→ EXERCISE OBJECTIVE
Go through the data and tally the lines that hold the string "below". Reply with the total alone.

══ SUPPLIED INFORMATION

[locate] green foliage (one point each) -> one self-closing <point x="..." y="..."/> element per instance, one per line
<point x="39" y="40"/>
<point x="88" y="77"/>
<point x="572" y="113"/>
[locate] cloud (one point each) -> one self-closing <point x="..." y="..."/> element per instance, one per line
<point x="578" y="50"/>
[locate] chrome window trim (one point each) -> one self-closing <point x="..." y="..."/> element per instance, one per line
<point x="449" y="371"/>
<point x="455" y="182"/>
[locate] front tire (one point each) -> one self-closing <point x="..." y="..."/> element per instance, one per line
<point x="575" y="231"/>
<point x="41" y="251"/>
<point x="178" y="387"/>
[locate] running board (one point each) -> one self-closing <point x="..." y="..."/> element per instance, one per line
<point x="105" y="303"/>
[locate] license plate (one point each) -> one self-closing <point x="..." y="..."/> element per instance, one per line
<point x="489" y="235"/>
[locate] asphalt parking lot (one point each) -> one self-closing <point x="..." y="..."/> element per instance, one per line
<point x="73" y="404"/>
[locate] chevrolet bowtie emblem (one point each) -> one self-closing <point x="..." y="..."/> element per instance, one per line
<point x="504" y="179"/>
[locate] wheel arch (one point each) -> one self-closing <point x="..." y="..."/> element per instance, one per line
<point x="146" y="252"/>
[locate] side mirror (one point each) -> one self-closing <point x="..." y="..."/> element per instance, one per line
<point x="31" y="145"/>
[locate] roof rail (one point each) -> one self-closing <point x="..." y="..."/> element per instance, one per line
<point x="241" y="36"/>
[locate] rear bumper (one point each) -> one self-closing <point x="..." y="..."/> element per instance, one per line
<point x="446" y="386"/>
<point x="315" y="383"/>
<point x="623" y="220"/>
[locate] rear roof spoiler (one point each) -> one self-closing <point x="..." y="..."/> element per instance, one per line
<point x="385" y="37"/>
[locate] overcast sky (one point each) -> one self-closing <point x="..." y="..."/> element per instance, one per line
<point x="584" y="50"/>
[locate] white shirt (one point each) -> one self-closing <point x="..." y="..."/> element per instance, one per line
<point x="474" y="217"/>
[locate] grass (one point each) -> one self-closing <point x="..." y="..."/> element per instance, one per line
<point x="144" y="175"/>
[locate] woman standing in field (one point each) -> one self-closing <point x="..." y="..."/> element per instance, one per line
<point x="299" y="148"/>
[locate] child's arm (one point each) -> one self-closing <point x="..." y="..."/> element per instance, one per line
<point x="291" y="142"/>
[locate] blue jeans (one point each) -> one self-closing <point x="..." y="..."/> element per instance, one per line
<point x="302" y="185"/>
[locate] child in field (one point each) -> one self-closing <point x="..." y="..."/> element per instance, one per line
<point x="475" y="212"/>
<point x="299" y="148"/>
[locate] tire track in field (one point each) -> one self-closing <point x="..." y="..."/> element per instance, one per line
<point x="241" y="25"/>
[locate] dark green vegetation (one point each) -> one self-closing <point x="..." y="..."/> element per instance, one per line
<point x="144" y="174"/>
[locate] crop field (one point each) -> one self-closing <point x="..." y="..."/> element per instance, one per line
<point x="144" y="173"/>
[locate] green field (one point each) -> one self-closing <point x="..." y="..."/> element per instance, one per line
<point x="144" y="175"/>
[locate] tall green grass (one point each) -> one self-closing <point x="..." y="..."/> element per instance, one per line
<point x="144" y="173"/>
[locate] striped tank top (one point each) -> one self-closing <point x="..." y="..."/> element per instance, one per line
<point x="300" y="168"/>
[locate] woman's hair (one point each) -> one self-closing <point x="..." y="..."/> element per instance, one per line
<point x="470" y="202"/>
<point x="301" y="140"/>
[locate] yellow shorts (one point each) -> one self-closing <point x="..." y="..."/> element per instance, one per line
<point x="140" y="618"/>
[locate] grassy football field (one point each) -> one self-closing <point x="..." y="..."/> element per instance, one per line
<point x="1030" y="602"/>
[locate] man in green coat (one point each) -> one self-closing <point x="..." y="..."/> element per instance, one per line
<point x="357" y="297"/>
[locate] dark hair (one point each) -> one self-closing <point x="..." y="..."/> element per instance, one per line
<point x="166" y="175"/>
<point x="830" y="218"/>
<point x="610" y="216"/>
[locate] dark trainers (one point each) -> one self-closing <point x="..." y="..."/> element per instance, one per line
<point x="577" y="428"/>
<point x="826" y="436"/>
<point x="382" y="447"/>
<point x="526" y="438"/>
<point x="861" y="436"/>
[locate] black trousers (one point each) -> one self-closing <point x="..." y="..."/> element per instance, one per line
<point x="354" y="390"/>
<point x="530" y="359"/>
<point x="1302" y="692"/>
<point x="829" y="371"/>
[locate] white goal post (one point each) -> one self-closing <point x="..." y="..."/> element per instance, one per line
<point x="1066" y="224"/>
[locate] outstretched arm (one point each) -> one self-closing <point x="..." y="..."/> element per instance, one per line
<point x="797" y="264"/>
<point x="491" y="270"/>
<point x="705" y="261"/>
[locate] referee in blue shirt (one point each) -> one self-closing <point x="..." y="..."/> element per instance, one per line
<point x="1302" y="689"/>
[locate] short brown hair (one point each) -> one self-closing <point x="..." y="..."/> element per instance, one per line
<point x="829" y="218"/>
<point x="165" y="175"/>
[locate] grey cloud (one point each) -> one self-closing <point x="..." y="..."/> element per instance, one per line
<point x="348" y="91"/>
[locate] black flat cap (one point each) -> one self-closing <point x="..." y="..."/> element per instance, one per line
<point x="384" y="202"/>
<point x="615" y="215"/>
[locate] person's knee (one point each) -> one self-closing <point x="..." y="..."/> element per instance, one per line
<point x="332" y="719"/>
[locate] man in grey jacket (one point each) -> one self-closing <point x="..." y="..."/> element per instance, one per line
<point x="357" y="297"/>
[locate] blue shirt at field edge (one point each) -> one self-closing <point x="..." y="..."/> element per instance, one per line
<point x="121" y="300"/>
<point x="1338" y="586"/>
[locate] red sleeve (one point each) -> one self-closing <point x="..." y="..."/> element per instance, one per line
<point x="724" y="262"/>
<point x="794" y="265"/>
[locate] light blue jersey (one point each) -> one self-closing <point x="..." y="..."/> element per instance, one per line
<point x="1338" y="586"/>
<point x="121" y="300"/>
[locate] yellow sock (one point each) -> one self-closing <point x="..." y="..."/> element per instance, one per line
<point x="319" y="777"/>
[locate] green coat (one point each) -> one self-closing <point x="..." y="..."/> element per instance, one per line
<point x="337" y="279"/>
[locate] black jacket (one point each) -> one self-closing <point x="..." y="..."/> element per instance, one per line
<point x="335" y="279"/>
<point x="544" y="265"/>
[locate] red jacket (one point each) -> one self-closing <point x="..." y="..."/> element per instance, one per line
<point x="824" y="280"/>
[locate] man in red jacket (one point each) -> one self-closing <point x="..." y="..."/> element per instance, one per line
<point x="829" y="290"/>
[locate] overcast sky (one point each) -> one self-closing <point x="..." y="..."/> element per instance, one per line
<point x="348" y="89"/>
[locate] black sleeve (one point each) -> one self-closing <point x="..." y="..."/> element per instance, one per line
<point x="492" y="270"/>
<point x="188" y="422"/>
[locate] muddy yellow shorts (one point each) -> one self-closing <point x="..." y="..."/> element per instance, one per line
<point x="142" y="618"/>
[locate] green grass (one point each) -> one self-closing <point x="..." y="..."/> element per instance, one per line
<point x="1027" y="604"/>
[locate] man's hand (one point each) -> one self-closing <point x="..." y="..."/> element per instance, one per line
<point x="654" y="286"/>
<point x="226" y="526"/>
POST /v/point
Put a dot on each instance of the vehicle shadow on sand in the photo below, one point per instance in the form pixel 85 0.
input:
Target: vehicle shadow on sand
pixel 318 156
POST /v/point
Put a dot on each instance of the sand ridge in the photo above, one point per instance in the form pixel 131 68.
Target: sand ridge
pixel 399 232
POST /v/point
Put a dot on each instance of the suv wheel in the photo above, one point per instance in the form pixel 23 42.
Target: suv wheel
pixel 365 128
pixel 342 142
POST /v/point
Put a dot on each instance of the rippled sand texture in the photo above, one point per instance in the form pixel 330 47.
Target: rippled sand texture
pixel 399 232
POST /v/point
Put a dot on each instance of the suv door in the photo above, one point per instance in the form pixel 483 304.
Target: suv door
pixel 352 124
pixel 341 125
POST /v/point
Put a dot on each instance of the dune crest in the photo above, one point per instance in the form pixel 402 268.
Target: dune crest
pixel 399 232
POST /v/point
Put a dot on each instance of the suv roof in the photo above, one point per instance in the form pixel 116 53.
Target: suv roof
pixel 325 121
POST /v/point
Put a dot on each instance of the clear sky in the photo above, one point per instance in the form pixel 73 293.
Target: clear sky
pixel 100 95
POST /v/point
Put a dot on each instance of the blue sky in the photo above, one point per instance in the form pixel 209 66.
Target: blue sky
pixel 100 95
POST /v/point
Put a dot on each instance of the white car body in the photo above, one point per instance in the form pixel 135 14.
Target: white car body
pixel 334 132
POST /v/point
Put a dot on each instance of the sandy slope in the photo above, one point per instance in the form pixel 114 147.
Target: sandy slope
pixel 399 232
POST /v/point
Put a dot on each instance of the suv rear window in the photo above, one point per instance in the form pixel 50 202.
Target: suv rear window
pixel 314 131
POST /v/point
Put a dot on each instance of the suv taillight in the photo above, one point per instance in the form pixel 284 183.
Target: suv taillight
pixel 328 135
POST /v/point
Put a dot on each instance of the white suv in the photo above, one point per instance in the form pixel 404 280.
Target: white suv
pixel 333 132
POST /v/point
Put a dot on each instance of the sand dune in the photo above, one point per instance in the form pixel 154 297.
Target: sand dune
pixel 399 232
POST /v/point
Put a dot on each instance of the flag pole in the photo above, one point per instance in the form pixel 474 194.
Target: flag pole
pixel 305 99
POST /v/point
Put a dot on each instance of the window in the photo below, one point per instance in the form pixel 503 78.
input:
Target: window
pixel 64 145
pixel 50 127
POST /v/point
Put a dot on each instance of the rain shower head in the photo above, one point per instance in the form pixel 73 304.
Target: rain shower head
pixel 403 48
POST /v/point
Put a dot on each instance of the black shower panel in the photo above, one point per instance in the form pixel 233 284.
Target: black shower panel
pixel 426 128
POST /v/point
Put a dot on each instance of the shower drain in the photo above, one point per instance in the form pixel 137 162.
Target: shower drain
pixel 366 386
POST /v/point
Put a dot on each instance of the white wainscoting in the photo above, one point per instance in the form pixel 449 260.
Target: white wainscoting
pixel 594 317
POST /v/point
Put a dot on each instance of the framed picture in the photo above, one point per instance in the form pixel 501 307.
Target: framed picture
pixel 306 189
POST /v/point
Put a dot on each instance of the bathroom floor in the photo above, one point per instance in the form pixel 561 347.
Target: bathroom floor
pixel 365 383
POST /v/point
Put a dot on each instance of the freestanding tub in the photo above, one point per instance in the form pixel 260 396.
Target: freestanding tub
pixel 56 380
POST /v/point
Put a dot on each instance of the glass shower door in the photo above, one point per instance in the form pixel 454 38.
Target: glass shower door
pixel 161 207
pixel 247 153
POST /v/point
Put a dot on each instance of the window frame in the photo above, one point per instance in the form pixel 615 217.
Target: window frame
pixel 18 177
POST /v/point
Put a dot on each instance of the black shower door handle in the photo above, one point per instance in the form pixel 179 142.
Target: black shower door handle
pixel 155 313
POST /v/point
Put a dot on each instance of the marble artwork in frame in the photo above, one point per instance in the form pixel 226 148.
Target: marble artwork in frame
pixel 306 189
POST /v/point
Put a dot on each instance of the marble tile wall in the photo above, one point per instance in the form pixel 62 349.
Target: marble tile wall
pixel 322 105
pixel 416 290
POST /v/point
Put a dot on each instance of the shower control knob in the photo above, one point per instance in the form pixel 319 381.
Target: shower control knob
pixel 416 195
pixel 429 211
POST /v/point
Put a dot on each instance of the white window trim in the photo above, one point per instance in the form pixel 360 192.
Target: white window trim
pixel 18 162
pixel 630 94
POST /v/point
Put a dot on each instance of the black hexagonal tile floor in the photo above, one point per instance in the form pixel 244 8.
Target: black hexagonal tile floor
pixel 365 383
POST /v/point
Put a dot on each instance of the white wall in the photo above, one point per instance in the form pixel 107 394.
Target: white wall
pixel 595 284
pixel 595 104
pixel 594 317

════

→ REPLY
2